WORK TO COMPLETE: Reproduce word for word the lines of the material from its beginning through the line containing "M 148 75 L 152", including that line, and leave the pictures out of your answer.
--- START PROVIDED ENTRIES ---
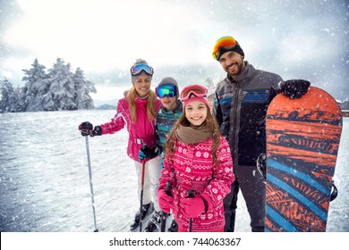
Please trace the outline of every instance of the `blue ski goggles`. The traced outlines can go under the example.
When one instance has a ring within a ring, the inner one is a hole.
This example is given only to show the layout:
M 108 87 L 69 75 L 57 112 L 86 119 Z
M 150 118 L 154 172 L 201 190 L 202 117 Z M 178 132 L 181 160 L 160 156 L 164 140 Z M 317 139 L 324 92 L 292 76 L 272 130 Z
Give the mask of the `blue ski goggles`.
M 177 88 L 172 84 L 164 84 L 157 87 L 155 92 L 159 98 L 174 97 L 177 95 Z
M 148 75 L 152 76 L 154 74 L 153 68 L 149 67 L 147 64 L 136 64 L 131 68 L 131 74 L 132 76 L 138 76 L 141 73 L 141 71 L 144 71 L 145 73 Z

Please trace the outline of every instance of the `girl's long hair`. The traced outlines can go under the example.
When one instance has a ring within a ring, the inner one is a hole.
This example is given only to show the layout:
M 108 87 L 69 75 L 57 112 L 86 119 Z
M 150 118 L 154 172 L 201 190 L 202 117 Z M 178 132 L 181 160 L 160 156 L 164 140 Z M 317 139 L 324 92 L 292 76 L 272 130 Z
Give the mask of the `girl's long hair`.
M 137 91 L 136 88 L 132 87 L 127 93 L 126 100 L 129 103 L 131 121 L 134 123 L 137 121 L 137 108 L 135 102 L 136 98 Z M 149 121 L 154 120 L 157 115 L 156 102 L 157 96 L 155 95 L 155 92 L 153 90 L 149 89 L 149 91 L 148 92 L 147 102 L 147 116 Z
M 209 107 L 207 107 L 209 109 Z M 219 147 L 220 144 L 220 131 L 219 126 L 217 122 L 216 119 L 212 116 L 209 109 L 208 110 L 208 116 L 206 117 L 206 121 L 204 121 L 207 124 L 209 132 L 212 135 L 213 145 L 211 148 L 213 162 L 215 165 L 218 163 L 218 159 L 217 158 L 217 150 Z M 177 122 L 175 122 L 174 128 L 172 129 L 170 134 L 167 137 L 167 140 L 166 143 L 166 157 L 172 157 L 174 154 L 175 147 L 177 146 L 177 138 L 175 136 L 176 130 L 179 125 L 183 125 L 185 127 L 190 126 L 190 121 L 185 117 L 185 110 L 178 119 Z

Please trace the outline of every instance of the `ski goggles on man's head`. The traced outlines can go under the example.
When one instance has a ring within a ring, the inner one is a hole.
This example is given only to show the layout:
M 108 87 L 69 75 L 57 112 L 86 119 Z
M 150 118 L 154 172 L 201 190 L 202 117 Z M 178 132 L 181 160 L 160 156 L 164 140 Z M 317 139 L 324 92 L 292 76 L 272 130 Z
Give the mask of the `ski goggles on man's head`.
M 147 64 L 136 64 L 131 68 L 131 74 L 132 76 L 138 76 L 144 71 L 145 73 L 152 76 L 154 74 L 153 68 L 149 67 Z
M 223 37 L 217 40 L 216 45 L 213 48 L 212 56 L 215 60 L 222 55 L 222 50 L 234 49 L 239 43 L 232 37 Z
M 200 85 L 190 85 L 185 87 L 181 92 L 181 100 L 184 102 L 192 96 L 206 97 L 208 89 Z
M 155 92 L 159 98 L 174 97 L 177 95 L 177 88 L 170 83 L 157 87 Z

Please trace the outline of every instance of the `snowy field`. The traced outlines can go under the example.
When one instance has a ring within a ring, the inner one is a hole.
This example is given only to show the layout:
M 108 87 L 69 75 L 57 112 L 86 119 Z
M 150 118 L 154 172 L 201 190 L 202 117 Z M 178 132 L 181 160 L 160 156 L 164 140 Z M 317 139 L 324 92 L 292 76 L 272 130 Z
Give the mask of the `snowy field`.
M 0 231 L 90 232 L 94 229 L 85 138 L 78 125 L 109 121 L 115 111 L 0 114 Z M 139 209 L 136 174 L 126 155 L 128 134 L 89 138 L 97 227 L 126 232 Z M 337 198 L 328 231 L 349 232 L 349 118 L 335 172 Z M 249 232 L 239 197 L 235 231 Z

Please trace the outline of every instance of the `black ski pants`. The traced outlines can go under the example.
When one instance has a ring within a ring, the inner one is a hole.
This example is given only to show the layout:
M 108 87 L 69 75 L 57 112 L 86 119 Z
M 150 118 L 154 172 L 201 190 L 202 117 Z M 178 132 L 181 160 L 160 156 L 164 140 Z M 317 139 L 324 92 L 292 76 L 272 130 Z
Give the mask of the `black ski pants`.
M 234 229 L 234 217 L 237 196 L 241 190 L 251 218 L 250 226 L 252 232 L 264 231 L 266 204 L 266 183 L 257 171 L 256 166 L 234 165 L 235 181 L 232 184 L 231 192 L 225 197 L 226 232 Z M 239 212 L 239 210 L 236 211 Z

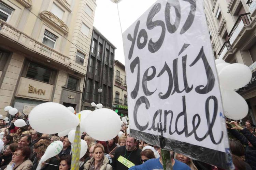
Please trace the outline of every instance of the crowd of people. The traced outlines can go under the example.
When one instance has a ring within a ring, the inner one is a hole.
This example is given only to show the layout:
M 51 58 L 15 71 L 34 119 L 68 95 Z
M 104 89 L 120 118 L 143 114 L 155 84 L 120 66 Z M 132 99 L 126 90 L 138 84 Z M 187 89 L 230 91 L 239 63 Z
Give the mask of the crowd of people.
M 27 116 L 23 118 L 27 125 L 16 127 L 14 122 L 20 118 L 17 115 L 12 118 L 8 124 L 0 119 L 0 170 L 70 169 L 72 143 L 68 137 L 37 132 L 29 125 Z M 239 122 L 226 120 L 236 169 L 256 169 L 256 134 L 252 124 L 247 121 L 243 128 Z M 162 169 L 160 148 L 130 136 L 127 133 L 127 127 L 124 123 L 120 130 L 122 135 L 108 141 L 97 141 L 83 133 L 81 138 L 86 141 L 88 147 L 80 160 L 80 170 Z M 62 150 L 41 163 L 40 159 L 48 146 L 56 140 L 62 142 Z M 170 154 L 174 170 L 223 169 L 181 153 L 170 151 Z

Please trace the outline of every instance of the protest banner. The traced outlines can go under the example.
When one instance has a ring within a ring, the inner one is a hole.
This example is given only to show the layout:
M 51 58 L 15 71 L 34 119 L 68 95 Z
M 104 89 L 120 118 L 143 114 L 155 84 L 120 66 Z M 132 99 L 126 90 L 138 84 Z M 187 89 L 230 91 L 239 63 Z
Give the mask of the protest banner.
M 123 36 L 131 136 L 232 169 L 203 1 L 157 1 Z

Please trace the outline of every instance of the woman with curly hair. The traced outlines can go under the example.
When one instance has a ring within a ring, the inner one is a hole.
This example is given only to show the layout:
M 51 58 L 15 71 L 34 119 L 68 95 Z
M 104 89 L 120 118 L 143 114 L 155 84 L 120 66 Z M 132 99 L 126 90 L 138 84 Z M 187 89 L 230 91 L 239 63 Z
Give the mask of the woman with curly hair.
M 38 141 L 34 145 L 34 151 L 37 156 L 34 159 L 32 170 L 58 170 L 59 158 L 56 156 L 48 159 L 46 161 L 39 164 L 40 159 L 44 154 L 47 147 L 50 144 L 49 141 L 46 140 Z

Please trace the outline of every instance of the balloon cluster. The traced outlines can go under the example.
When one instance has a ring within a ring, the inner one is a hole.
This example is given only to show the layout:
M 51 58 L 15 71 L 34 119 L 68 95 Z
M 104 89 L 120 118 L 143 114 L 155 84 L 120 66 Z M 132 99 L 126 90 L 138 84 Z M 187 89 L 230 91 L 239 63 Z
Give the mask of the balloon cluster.
M 252 71 L 247 66 L 241 64 L 230 64 L 222 59 L 215 60 L 219 80 L 224 114 L 233 120 L 243 119 L 248 108 L 244 99 L 235 90 L 250 82 Z

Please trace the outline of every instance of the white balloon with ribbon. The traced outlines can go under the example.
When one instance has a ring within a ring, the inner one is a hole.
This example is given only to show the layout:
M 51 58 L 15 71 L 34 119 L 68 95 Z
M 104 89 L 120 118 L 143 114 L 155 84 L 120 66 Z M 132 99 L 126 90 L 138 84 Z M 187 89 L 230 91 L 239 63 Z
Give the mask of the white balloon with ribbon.
M 10 115 L 13 115 L 18 113 L 18 109 L 16 108 L 12 108 L 9 110 L 9 112 Z
M 11 108 L 12 108 L 12 107 L 9 106 L 7 106 L 4 107 L 4 110 L 5 112 L 7 112 L 7 111 L 9 111 L 9 110 Z
M 248 108 L 244 99 L 233 90 L 222 89 L 224 114 L 233 120 L 240 120 L 247 115 Z
M 119 116 L 110 109 L 97 109 L 84 119 L 82 124 L 85 131 L 96 140 L 109 140 L 115 137 L 120 131 L 121 122 Z
M 25 121 L 23 119 L 17 119 L 14 121 L 14 126 L 18 128 L 25 126 L 27 125 Z
M 55 156 L 60 152 L 63 148 L 63 143 L 61 141 L 57 140 L 53 142 L 47 147 L 40 162 L 44 162 L 49 158 Z
M 252 78 L 252 71 L 247 66 L 239 63 L 228 65 L 219 74 L 221 87 L 235 90 L 244 87 Z
M 29 114 L 29 122 L 39 132 L 54 134 L 76 127 L 79 119 L 66 106 L 50 102 L 35 107 Z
--- END PROVIDED ENTRIES ---
FULL SOLUTION:
Please trace the outline of every instance of the `blue ski goggles`. The traced outlines can go under the example.
When one instance has a ring within a ring, the inner one is a hole.
This example is given only to show the layout:
M 108 87 L 69 75 L 57 112 L 86 119 Z
M 150 118 L 154 172 L 201 190 L 202 117 Z M 178 132 L 181 160 L 160 156 L 164 140 Z M 317 139 L 324 92 L 292 76 L 272 130 Z
Give the mask of the `blue ski goggles`.
M 177 88 L 172 84 L 164 84 L 157 87 L 155 92 L 159 98 L 174 97 L 177 95 Z
M 148 75 L 152 76 L 154 74 L 153 68 L 149 67 L 147 64 L 136 64 L 131 68 L 131 74 L 132 76 L 138 76 L 141 73 L 141 71 L 144 71 L 145 73 Z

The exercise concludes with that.